21 Jan 2018 11:49 PM | Anonymous
What turned you on to P2 in the first place?

I like the people part of anything … I love connecting with them, liaising with them, and helping them to understand what our client is doing. I learned about public engagement from Terry Koch, one of the founding members of the Wild Rose Chapter. He invited me to come along and learn about it and I joined Stantec to do just that. Stantec wanted to grow that part of the business and I did it for 5 years in Calgary and got established there, working in BC and the Yukon as well, before the opportunity came up to move to the Island.

I’ve learned that engagement and consultation issues are woven into many projects at Stantec. I’m constantly amazed at every project and the way that P2 plays an important part in projects and organizations, whether they’re our own clients or within the company itself. For instance, we currently have over 30 Stantec people who meet by phone once a month to talk about engagement. Some are architects, some are planners, some are pure engagement specialists like myself. Many people work on P2 within Stantec and don’t know it. So specialists like me, we sell ourselves as ‘pure’ engagement specialists so that we can handle that part of it and let the architects and planners do their thing and ‘wear’ only one hat.

How long have you been in P2, and where have you worked?

I’ve been working in P2 for just over 9 years, primarily with Stantec: I spent the first five of those years in Calgary, and then they transferred me out to Vancouver Island. That was a homecoming for me: I was born and raised in Duncan. Before going to Stantec, I was with the Urban Development Institute – Calgary doing a form of engagement through communications and coordination roles.

Have you had a “Golden Learning Moment”?

It continues to interest me how emotion and outrage will come along in our projects, and when we openly and transparently listen to someone, that goes a long way to defuse it. When we explain what our projects are about, just being able to close that communication loop with them brings so much more value to what we do. We can’t always make everybody happy, but it goes a long way when we listen and can provide them with the “why” of our projects or our methods. When you’ve done it well, you get a lot of supporters and champions of the project – even if they weren’t, to begin with.

What “big wins” have you had?

We had an instance in southern Alberta when we were doing a long series of engagements for the Government of Alberta. We had a stakeholder session earlier in the day and the public meeting was coming up. But we learned that one of the local user groups had put out a full-page ad in the newspaper that looked like one of our ads but was designed to get people out to oppose the project. It used a slogan that we would never have used, but got people’s attention with a message that with this project, we were going to shut down the back-country, which we weren’t.

So we made sure we had enough facilitators for the roundtables so we could have the conversations and iron things out. A lot of people came out, and at the end, many were quite upset that they were brought out under false pretenses.

The biggest tool, I find, is the ability to listen and communicate with one another. You want to make sure you have a diverse group of people – a cross-mix of stakeholders and others from different backgrounds … it helps to get people out of their particular box and looking at the situation in a different light.

Your tasks »
**a.** Copy the stretch of the interview from "I’ve learned that" through "only one hat." word for word.
**b.** Reproduce the listing that follows, replacing "rough mask" with "coarse mask" wherever it occurs and leaving every other part unchanged. Omit the pictures.

Records for this task »
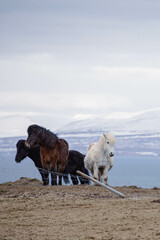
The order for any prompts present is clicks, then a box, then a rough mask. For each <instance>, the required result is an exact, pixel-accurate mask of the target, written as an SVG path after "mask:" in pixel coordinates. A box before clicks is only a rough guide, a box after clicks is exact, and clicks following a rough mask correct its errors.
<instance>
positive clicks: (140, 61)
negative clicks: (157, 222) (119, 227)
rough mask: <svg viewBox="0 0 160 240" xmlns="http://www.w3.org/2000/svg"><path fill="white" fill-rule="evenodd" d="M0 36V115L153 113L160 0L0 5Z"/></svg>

Your responses »
**a.**
I’ve learned that engagement and consultation issues are woven into many projects at Stantec. I’m constantly amazed at every project and the way that P2 plays an important part in projects and organizations, whether they’re our own clients or within the company itself. For instance, we currently have over 30 Stantec people who meet by phone once a month to talk about engagement. Some are architects, some are planners, some are pure engagement specialists like myself. Many people work on P2 within Stantec and don’t know it. So specialists like me, we sell ourselves as ‘pure’ engagement specialists so that we can handle that part of it and let the architects and planners do their thing and ‘wear’ only one hat.

**b.**
The order for any prompts present is clicks, then a box, then a coarse mask. For each <instance>, the required result is an exact, pixel-accurate mask of the target, written as an SVG path after "mask:" in pixel coordinates. A box before clicks is only a rough guide, a box after clicks is exact, and clicks following a coarse mask correct its errors.
<instance>
positive clicks: (140, 61)
negative clicks: (157, 222) (119, 227)
coarse mask: <svg viewBox="0 0 160 240" xmlns="http://www.w3.org/2000/svg"><path fill="white" fill-rule="evenodd" d="M0 36V115L153 113L160 0L0 5Z"/></svg>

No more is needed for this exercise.